Passage to read –
________________________________________

Cigall Kadoch's innovative work tracing how gene-regulating machines trigger the onset of rare forms of cancer has earned her the 2019 AAAS Martin and Rose Wachtel Cancer Research Award.
In her career, Kadoch, an assistant professor at the Dana-Farber Cancer Institute and Harvard Medical School, has focused on elucidating the role of chromatin remodeling machines — which control the architecture of the human genome — and how they can become perturbed in rare malignancies. By teasing apart the complicated landscape of chromatin regulation, her research has yielded insight into cancer genetics and could inform the development of novel therapeutics for hard-to-treat cancers.
Kadoch penned an essay on her work that was published in the July 17 issue of Science Translational Medicine and presented a public lecture on her research at an awards ceremony at the National Institute of Health on July 19.
"Dr. Cigall Kadoch was selected as the winner of this year's award based on her groundbreaking work on chromatin remodeling in cancer," said Yevgeniya Nusinovich, a senior editor at Science Translational Medicine. "Dr. Kadoch has become a leader in her field, and her lab is continually providing new biological insights that could help improve the treatment of numerous cancer types."
The annual AAAS Martin and Rose Wachtel Cancer Research Award recognizes early-career scientists who have made outstanding contributions to cancer research within 10 years of receiving their Ph.D. or M.D. degree. Kadoch will receive a cash award of $25,000 supported by an endowment bequeathed by Martin L. Wachtel.
"It's been an incredible journey over the past five or so years in establishing my young cancer research lab," said Kadoch. "To receive this award after a culmination of a lot of that work is quite meaningful to me and my entire research lab."
Kadoch's lab studies one type of chromatin remodeling complexes, which are molecular machines that essentially orchestrate which genes are turned on and off at different times. Recent sequencing studies have shown that mutations in chromatin remodeling genes occur in over 20% of human cancers, according to Kadoch.

________________________________________

Extracted data –

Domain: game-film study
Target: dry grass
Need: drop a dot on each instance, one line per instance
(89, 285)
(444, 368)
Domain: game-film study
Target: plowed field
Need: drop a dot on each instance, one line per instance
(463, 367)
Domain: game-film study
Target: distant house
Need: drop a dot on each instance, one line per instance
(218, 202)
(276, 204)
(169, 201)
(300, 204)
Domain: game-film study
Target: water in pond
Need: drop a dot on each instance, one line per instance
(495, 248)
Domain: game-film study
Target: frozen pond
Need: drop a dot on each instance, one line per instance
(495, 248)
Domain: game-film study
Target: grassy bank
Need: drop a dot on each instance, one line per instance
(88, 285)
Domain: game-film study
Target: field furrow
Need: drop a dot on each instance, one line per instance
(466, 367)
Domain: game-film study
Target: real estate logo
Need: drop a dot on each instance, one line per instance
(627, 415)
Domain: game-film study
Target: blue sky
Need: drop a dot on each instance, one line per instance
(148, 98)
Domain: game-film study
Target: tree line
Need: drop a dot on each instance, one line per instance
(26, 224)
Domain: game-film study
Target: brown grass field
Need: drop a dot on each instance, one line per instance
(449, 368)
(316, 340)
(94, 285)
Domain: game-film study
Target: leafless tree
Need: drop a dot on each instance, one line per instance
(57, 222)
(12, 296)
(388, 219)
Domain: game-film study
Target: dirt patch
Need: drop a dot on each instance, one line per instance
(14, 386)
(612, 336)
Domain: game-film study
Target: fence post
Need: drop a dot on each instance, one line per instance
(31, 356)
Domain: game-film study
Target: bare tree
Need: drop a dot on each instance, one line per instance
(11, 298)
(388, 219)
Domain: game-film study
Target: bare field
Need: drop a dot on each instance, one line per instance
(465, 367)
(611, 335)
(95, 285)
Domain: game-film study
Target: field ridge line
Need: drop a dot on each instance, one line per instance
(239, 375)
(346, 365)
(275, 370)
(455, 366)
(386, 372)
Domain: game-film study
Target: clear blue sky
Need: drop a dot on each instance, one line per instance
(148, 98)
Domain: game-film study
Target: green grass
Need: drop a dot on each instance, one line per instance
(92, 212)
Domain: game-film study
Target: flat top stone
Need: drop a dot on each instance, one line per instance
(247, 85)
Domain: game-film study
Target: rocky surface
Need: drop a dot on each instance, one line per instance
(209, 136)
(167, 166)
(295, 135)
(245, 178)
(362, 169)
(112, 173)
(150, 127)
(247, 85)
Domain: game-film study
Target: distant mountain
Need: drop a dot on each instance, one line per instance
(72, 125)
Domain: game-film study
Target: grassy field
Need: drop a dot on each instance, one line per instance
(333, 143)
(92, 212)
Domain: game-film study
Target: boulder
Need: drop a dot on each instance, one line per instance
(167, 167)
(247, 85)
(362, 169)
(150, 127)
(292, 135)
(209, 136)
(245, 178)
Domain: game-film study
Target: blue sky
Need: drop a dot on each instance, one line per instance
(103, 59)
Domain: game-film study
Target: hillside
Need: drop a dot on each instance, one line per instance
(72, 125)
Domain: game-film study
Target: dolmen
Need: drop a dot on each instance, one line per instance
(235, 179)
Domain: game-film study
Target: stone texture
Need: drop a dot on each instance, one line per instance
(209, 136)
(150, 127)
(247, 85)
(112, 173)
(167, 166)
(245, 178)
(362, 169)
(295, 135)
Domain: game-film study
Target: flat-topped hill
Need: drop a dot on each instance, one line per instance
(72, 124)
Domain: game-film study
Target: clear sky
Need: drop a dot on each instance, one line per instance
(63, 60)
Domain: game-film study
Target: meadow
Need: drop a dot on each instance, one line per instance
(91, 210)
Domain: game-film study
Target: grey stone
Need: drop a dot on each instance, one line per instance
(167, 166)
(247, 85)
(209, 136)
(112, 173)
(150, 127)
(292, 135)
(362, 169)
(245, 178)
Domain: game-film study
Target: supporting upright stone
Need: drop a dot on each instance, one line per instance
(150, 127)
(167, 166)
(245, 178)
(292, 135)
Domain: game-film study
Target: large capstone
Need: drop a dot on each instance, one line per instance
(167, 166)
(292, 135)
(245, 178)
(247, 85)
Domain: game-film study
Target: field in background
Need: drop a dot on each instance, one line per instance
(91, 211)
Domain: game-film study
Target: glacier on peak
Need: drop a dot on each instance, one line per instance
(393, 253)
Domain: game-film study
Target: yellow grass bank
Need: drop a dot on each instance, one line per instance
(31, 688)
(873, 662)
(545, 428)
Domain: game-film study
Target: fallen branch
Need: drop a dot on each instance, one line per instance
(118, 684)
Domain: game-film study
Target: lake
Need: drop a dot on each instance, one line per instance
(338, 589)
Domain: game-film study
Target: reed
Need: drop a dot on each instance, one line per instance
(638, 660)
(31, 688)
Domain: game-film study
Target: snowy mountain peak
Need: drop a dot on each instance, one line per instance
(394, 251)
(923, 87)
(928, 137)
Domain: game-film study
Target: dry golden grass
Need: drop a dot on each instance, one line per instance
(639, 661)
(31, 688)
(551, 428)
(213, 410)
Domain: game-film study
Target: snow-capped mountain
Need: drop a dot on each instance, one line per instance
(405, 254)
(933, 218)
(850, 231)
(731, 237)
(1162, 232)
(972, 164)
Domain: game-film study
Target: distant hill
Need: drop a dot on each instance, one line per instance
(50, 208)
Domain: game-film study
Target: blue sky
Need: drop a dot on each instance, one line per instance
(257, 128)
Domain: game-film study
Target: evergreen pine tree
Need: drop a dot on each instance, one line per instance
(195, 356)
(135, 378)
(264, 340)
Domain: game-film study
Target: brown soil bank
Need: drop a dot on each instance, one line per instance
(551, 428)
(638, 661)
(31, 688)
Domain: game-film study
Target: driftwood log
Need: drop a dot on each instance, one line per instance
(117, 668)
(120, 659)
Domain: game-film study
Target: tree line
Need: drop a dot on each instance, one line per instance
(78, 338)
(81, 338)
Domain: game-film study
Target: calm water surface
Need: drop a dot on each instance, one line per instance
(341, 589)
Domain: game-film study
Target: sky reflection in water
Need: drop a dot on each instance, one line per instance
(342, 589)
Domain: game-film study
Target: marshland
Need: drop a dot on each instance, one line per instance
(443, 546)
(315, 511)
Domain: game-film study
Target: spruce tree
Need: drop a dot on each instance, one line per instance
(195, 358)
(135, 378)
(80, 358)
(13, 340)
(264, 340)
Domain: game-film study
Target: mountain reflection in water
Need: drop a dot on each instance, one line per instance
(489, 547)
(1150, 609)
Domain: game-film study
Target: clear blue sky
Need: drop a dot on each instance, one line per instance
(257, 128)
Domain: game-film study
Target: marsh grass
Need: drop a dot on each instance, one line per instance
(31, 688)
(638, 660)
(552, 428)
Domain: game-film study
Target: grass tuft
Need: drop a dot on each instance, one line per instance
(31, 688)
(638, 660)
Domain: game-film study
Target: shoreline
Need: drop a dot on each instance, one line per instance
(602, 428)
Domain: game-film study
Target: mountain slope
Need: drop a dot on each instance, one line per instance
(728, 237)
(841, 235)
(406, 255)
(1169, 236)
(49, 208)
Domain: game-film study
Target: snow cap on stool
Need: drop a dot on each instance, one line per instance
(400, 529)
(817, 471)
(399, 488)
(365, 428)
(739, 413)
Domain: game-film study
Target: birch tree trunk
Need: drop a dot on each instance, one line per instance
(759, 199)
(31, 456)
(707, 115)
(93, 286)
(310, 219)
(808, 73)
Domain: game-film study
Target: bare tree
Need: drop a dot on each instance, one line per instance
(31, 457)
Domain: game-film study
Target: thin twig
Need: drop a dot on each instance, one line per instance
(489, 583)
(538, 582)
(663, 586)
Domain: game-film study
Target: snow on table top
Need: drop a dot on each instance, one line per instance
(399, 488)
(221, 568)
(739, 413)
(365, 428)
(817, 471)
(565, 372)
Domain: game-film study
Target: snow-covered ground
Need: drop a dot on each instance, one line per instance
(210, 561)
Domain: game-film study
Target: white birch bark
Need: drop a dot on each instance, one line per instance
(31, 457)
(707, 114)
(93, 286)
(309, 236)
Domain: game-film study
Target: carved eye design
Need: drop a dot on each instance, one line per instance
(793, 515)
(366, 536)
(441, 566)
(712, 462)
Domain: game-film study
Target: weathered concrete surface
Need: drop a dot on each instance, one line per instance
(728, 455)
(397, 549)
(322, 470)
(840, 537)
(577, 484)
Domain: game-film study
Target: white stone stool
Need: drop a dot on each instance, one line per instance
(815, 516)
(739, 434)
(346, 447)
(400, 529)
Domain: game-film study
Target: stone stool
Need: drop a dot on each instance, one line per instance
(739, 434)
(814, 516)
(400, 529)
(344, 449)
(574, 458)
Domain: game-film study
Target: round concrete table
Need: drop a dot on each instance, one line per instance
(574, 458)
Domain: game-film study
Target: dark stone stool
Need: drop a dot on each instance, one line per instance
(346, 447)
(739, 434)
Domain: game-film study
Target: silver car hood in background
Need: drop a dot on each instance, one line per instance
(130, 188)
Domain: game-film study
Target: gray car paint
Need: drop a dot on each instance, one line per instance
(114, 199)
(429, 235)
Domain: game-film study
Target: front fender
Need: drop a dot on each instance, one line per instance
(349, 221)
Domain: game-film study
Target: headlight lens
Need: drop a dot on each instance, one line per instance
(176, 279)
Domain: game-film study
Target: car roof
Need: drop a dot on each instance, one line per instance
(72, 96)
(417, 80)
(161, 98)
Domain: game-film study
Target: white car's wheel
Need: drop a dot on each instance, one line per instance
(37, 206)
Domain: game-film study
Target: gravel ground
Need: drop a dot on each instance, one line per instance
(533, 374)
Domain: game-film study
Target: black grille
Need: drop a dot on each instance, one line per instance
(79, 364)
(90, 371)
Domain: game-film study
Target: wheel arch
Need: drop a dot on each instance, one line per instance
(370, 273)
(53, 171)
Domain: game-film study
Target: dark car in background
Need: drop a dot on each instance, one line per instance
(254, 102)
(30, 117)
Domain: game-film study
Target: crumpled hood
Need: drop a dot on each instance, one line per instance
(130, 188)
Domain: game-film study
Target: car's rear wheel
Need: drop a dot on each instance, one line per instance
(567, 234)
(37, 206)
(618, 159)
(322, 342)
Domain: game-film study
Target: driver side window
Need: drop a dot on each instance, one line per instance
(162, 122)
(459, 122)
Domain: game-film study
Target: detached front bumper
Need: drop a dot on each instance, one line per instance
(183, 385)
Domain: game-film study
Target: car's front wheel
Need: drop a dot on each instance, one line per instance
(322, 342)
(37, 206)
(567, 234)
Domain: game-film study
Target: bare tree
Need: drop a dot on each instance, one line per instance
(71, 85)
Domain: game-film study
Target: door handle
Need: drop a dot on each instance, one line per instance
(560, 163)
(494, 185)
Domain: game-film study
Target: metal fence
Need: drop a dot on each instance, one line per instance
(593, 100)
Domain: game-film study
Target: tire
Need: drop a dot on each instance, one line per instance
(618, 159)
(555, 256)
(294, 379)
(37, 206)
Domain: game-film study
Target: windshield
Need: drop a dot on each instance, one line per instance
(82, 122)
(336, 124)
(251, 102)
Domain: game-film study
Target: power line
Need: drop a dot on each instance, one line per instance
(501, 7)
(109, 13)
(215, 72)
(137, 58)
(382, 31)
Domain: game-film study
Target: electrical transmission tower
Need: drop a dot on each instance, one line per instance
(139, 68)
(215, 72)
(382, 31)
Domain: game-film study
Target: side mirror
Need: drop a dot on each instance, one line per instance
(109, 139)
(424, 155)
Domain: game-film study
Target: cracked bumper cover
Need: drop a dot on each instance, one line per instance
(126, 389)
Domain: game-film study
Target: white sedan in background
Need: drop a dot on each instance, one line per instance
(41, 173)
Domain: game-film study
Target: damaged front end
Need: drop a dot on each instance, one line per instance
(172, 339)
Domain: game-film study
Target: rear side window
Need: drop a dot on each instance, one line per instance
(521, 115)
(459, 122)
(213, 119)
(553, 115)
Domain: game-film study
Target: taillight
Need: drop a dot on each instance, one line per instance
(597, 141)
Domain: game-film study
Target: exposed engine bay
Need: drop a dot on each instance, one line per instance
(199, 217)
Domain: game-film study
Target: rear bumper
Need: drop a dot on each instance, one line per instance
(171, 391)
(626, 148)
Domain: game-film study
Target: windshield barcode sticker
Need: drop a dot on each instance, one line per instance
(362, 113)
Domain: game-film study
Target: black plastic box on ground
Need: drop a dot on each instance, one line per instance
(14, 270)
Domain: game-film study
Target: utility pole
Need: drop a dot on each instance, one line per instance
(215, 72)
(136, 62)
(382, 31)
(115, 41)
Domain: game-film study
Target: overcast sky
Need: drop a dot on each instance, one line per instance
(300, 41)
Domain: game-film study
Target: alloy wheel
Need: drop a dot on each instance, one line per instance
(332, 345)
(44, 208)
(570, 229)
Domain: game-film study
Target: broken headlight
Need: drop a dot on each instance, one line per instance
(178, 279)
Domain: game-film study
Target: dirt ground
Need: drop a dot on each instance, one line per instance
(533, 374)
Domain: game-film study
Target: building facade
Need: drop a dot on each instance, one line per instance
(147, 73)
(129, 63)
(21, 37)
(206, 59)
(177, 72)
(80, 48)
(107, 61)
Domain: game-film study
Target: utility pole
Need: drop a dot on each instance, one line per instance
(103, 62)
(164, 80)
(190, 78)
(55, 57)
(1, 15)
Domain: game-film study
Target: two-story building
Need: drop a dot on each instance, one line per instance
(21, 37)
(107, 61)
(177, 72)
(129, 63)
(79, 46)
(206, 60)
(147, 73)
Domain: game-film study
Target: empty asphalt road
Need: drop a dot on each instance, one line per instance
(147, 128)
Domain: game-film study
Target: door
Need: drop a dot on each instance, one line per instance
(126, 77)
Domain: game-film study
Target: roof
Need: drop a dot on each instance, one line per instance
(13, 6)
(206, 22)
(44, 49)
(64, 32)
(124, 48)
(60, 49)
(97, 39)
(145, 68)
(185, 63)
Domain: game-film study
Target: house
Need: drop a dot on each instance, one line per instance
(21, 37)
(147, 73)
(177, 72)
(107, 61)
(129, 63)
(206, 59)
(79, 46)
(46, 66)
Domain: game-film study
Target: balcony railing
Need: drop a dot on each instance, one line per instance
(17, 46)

________________________________________

Assigned task –
Please list every number written in digits in the passage on Cigall Kadoch's award. The lines above have nothing to do with this task.

Exercise output –
2019, 17, 19, 10, $25,000, 20%